Les articles publiés dans cette rubrique ne reflètent pas nécessairement les opinions de Nawaat.
Un groupe de manifestants à la Kasbah brandissant une banderole demandant "une assemblé constituante pour changer la constitution"

Nous devrions bientôt être appelés aux urnes pour la première fois de notre histoire, et d’ores et déjà, nos cœurs s’emballent et nos esprits s’enflamment dans des débats passionnés et enfin libérés. Malgré cela, nous ne parvenons toujours pas à apprécier le goût de la victoire, la douceur du chemin parcouru, tant l’amertume des doutes persiste encore et toujours.
******
- _Consigne_
Poursuivez, s'il vous plaît, le texte d'opinion sur le premier appel aux urnes après sa dernière phrase.

(Entrées de données enregistrées)
******
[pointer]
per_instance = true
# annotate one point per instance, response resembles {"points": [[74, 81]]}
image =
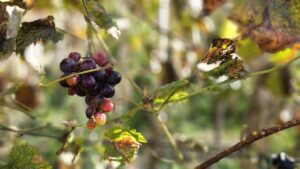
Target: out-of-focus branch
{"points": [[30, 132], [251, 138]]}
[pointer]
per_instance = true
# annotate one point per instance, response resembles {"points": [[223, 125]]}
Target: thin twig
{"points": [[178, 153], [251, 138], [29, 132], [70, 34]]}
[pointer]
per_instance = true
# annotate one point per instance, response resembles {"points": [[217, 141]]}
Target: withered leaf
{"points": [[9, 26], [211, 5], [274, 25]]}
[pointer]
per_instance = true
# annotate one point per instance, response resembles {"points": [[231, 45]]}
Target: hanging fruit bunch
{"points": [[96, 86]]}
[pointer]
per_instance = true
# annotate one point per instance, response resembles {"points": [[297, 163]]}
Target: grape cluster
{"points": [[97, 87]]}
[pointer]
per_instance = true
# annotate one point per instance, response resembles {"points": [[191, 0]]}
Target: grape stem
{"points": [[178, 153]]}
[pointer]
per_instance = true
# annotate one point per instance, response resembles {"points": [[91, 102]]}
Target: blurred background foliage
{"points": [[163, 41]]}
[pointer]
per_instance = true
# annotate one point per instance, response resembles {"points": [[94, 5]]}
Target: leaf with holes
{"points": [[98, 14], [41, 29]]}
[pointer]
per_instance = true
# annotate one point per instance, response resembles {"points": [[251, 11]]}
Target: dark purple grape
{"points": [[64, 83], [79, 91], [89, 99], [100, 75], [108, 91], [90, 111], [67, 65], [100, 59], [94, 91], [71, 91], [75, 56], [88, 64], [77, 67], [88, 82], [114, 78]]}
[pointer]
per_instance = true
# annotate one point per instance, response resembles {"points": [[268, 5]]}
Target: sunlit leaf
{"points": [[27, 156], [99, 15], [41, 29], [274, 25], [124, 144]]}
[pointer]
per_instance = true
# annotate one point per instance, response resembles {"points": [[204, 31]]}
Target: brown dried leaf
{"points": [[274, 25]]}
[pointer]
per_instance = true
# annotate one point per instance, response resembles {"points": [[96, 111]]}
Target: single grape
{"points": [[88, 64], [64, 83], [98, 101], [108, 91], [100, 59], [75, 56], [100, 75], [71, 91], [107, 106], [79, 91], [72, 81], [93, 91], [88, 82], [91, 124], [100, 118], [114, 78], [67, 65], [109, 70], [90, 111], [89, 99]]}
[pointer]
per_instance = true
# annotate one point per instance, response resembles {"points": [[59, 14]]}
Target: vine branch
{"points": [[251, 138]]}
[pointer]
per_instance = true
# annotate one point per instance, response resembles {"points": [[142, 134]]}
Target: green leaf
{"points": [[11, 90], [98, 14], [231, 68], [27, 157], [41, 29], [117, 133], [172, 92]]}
******
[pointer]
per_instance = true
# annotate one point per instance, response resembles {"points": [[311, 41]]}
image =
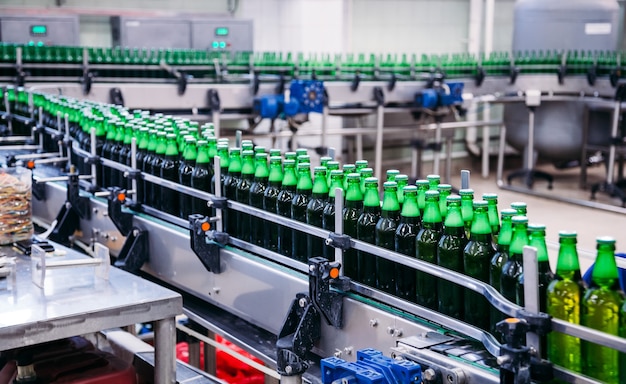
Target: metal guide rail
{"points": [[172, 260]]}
******
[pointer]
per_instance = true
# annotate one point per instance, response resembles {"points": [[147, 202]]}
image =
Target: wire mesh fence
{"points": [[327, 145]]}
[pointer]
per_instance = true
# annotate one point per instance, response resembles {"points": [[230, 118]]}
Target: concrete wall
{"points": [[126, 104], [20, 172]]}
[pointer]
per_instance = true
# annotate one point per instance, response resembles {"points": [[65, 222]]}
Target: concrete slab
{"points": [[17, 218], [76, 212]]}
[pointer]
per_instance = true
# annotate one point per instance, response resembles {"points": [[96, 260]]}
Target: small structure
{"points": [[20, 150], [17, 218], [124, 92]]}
******
- _Réponse_
Il est vrai que nous ne savons pas bien où nous allons, beaucoup de questions restent encore en suspens. Certains commencent même à envisager la possibilité d’un autre scrutin, destiné à éclairer le vote à venir. Mais quand bien même ceux-ci pourraient se tenir simultanément à la date prévue, cela ne semble rien présager de bon pour l’avenir de notre Révolution, pour le bien de notre pays, juste quelques nuages qui s’ajoutent au ciel gris qui assombrit notre avenir.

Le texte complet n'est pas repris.